Dus riep Al-Mansur Abu Hanifa opnieuw op en zei: O shaykh, ik heb gehoord dat je bent teruggekeerd naar je vorige standpunt.
Abu Hanifa vroeg: Welk standpunt? De groep antwoordde: Dat jij zondaars niet als ongelovigen verklaart. Abu Hanifa zei: Dat is mijn overtuiging.
Zij zeiden toen: Dit is voor ons ongeloof. Als je berouw toont, zullen we je accepteren; als je weigert, zullen we je doden.
Abu Hanifa zei: Zelfs de Shurah (extreme tak van Khawarij) doden iemand niet zonder dat hij drie keer wordt gevraagd berouw te tonen.
Ze vroegen: Zal je berouw tonen? Abu Hanifa antwoordde: Waarvan moet ik berouw tonen? Ze zeiden: Van ongeloof. Abu Hanifa zei toen: Ik toon berouw van ongeloof.
Al-Thawri legde toen uit: Dit is het "ongeloof" waarvan gezegd wordt dat hij berouw van toonde.
[Fadaail Abi Hanifa wa Akhbaarahu - Ibn Abi al-'Awwam - Pagina 86]
Zoals je kunt zien, ging het niet echt om ongeloof waarvan Abu Hanifa werd gevraagd berouw te tonen.

Vastgelegde gegevens:
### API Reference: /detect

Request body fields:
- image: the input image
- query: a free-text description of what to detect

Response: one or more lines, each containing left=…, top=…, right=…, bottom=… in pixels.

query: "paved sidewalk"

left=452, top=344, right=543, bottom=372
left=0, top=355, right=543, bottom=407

* **Opdrachten**:
**1)** Schrijf uit de passage over Abu Hanifa het stuk van "Abu Hanifa zei: Zelfs" tot en met "werd gevraagd berouw te tonen." letterlijk over.
**2)** Beantwoord alsjeblieft deze vragen over de passage over Abu Hanifa:
(a) Wie riep Abu Hanifa opnieuw op?
(b) Hoe vaak wordt iemand volgens Abu Hanifa zelfs bij de Shurah gevraagd berouw te tonen voordat hij wordt gedood?
(c) Wie legde uit om welk "ongeloof" het ging?

* **Antwoorden per opdracht**:
**1)**
Abu Hanifa zei: Zelfs de Shurah (extreme tak van Khawarij) doden iemand niet zonder dat hij drie keer wordt gevraagd berouw te tonen.
Ze vroegen: Zal je berouw tonen? Abu Hanifa antwoordde: Waarvan moet ik berouw tonen? Ze zeiden: Van ongeloof. Abu Hanifa zei toen: Ik toon berouw van ongeloof.
Al-Thawri legde toen uit: Dit is het "ongeloof" waarvan gezegd wordt dat hij berouw van toonde.
[Fadaail Abi Hanifa wa Akhbaarahu - Ibn Abi al-'Awwam - Pagina 86]
Zoals je kunt zien, ging het niet echt om ongeloof waarvan Abu Hanifa werd gevraagd berouw te tonen.

**2)**
(a) Al-Mansur
(b) Drie keer
(c) Al-Thawri